SOURCE EXTRACT:

○ ○ ○ ○

December 2020

Spatial Statistics

Overview


  • Motivation
  • Waldo Tobler’s First Law of Geography
    • “everything is related to everything else, but near things are more related than distant things”.
  • It was meant to be tongue-in-cheek but think of
    • Diffusion processes
    • Migration
    • Crime (eg. Felson and Cohen’s routine activity theory)
    • Cell kinetics (Ok, that isn’t geography!)
  • All support the idea well
  • But this isn’t encapsulated in independence between observations assumption of many statistical models

Implications


  • “Data of geographic units are tied together, like bunches of grapes, not separate, like balls in an urn” - Frederick F. Stephan (1934)
  • Similar to time series and temporal closeness

  • We need to adjust existing approaches to data analysis, or consider new ones accordingly
    • Summary statistics
    • Visualisation
    • Modelling

  • For the different kinds of spatial data seen earlier

Plan for rest of session


  • Focus on
    1. Area data with associated values
    2. Point data with associated valures
    3. A few quick examples of other types of analysis

Summary Statistics
The absence of independence

Join Count Statistic


age_cty <- age_cty %>% mutate(Age_gt_37 = Mean_Age > 37)

  • For binary (or categorical variables)
  • In LHS map do counties of the same kind clump together
  • Count the cross-border joins:
Combination Count
Red-Red 8
Red-Blue 17
Blue-Blue 33

  • Is that what one might expect if Red/Blue were randomly distributed across counties?

A Crowdsourced Hypothesis Test


  • One of these was based on real data
  • The others by randomly assigning 16 reds and 10 blues to counties
  • Which is the real data one?

A Crowdsourced Hypothesis Test - Revealed


  • One of these was based on real data
  • The others by randomly assigning 16 reds and 10 blues to counties
  • Which is the real data one?
  • Panel number 2

Testing the Join Count Statistic


  • Let \(\textrm{BB}\) be the Blue-Blue join count, and \(J_{ij}\) be an indicator for whether counties \(i\) and \(j\) are adjacent. Under an assumption of randomisation (ie the given red and blue counts randomly permuted across the counties) we have:

\[ \textrm{E}(\textrm{BB}) = \frac{S_0}{2}\frac{n_B^{(2)}}{n^{(2)}} \]

\[ \textrm{Var}(\textrm{BB}) = \frac{S_1}{4}\left[\frac{n_B^{(2)}}{n^{(2)}} - \frac{2n_B^{(3)}}{n^{(3)}} + \frac{n_B^{(4)}}{n^{(4)}} \right] + \frac{S_2}{4}\left[\frac{n_B^{(3)}}{n^{(3)}} - \frac{n_B^{(4)}}{n^{(4)}} \right] + \frac{S_0^2n_B^{(4)}}{4n^{(4)}} - \textrm{E}(\textrm{BB})^2 \]

  • where: \(n^{(k)} = n(n-1) \cdots (n-k+1)\), \(S_0 = \sum_{ij} J_{ij}\)

○ ○ ○ ○

PROVIDED INFORMATION:
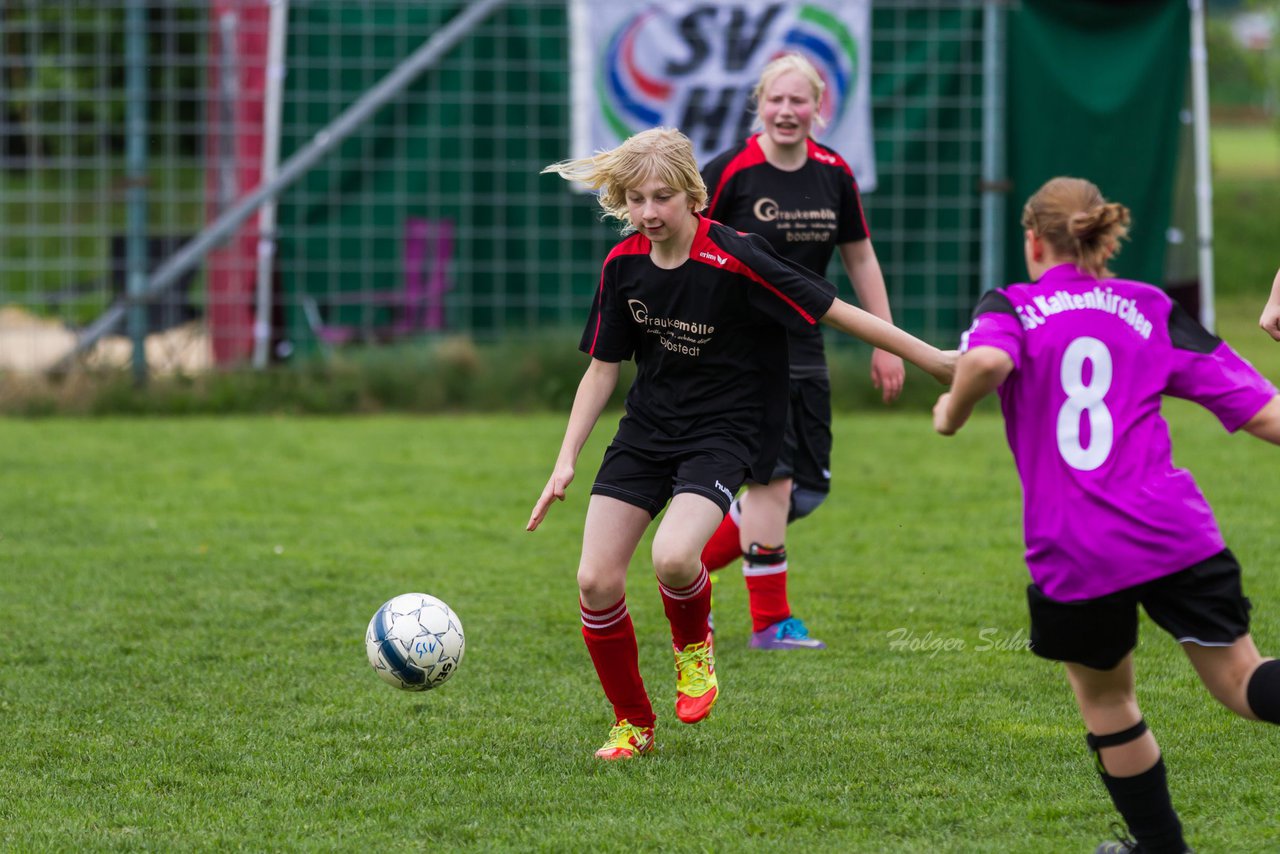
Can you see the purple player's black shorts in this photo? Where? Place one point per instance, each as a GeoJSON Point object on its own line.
{"type": "Point", "coordinates": [805, 455]}
{"type": "Point", "coordinates": [648, 479]}
{"type": "Point", "coordinates": [1201, 604]}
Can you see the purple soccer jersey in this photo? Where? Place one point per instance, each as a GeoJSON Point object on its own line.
{"type": "Point", "coordinates": [1104, 506]}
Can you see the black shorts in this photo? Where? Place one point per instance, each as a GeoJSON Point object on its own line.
{"type": "Point", "coordinates": [1202, 604]}
{"type": "Point", "coordinates": [648, 479]}
{"type": "Point", "coordinates": [805, 456]}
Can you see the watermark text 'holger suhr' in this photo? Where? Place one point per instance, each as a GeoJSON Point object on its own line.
{"type": "Point", "coordinates": [987, 639]}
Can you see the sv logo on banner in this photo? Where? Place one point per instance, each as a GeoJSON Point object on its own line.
{"type": "Point", "coordinates": [693, 65]}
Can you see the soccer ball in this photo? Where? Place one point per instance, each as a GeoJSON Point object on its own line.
{"type": "Point", "coordinates": [415, 642]}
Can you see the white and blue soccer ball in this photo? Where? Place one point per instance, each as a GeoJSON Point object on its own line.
{"type": "Point", "coordinates": [415, 642]}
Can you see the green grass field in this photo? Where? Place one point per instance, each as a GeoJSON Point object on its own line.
{"type": "Point", "coordinates": [182, 666]}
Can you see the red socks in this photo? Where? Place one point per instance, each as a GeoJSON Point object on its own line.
{"type": "Point", "coordinates": [688, 610]}
{"type": "Point", "coordinates": [766, 572]}
{"type": "Point", "coordinates": [611, 640]}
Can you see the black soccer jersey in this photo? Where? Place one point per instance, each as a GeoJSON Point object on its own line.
{"type": "Point", "coordinates": [709, 339]}
{"type": "Point", "coordinates": [803, 214]}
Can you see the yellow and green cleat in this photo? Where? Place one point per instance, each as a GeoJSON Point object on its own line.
{"type": "Point", "coordinates": [696, 688]}
{"type": "Point", "coordinates": [626, 740]}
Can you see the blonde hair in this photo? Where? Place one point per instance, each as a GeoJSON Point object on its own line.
{"type": "Point", "coordinates": [1077, 223]}
{"type": "Point", "coordinates": [664, 154]}
{"type": "Point", "coordinates": [778, 67]}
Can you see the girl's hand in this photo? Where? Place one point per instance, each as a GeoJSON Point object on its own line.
{"type": "Point", "coordinates": [554, 489]}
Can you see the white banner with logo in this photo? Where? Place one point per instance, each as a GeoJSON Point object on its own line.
{"type": "Point", "coordinates": [693, 65]}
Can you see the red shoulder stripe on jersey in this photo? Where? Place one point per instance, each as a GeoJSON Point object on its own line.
{"type": "Point", "coordinates": [750, 155]}
{"type": "Point", "coordinates": [707, 251]}
{"type": "Point", "coordinates": [634, 245]}
{"type": "Point", "coordinates": [822, 154]}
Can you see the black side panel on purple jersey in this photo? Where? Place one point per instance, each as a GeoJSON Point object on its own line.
{"type": "Point", "coordinates": [993, 302]}
{"type": "Point", "coordinates": [1187, 333]}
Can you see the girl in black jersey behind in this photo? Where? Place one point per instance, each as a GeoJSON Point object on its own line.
{"type": "Point", "coordinates": [704, 313]}
{"type": "Point", "coordinates": [803, 199]}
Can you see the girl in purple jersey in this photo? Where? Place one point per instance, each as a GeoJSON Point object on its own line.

○ ○ ○ ○

GIVEN EXERCISE: Carry on the spatial statistics notes from the point where they stop.

ANSWER TO THE TASK:
  • \(S_1=\frac{1}{2}\sum_{ij}(J_{ji}+J_{ij})^2\), \(S_2=\sum_{ij}{(\sum_jJ_{ij}+\sum_iJ_{ij})^2}\)
  • Assume asymptotic normality and test observed \(\textrm{BB}\) count
  • see Spatial Processes: Models and Applications AD Cliff & JK Ord (p39) for details

Doing this in R…


library(spdep) # A spatial statistics package for R
col_cty <- ifelse(age_cty$Age_gt_37,'Red','Blue') %>% factor()
joincount.test(col_cty, 
               nb2listw(poly2nb(age_cty),style='B'))[[1]]
    Join count test under nonfree sampling

data:  col_cty 
weights: nb2listw(poly2nb(age_cty), style = "B") 

Std. deviate for Blue = 2.6138, p-value = 0.004477
alternative hypothesis: greater
sample estimates:
Same colour statistic           Expectation              Variance 
             8.000000              3.747692              2.646642 
  • Based on Blue-Blue counts there is reasonable evidence to reject a hypothesis of no clustering of Blue counties (p < 0.005)
  • NOTES:
    • Uses the spdep library
    • col_cty is a factor variable for the colour of each county
    • poly2nb extracts a neighbour list from a polygon sf
    • nb2listw turns this into a listw object - a weighted neighbour list, although here all the weights are 1 (specified by style="B")
    • joincount.test does the test - it returns a list with 2 results (one for each colour), we select the first item (for \(\textrm{BB}\))

A Monte Carlo alternative


set.seed(19760604) # Reproducibility!!
joincount.mc(col_cty, 
               nb2listw(poly2nb(age_cty),style='B'),nsim=10000)[[1]]
    Monte-Carlo simulation of join-count statistic

data:  col_cty 
weights: nb2listw(poly2nb(age_cty), style = "B") 
number of simulations + 1: 10001 

Join-count statistic for Blue = 8, rank of observed statistic =
9868, p-value = 0.0133
alternative hypothesis: greater
sample estimates:
    mean of simulation variance of simulation 
              3.733800               2.664204 
  • Based in Blue-Blue counts there is reasonable evidence (but weaker) to reject a hypothesis of no clustering of Blue counties (p < 0.05)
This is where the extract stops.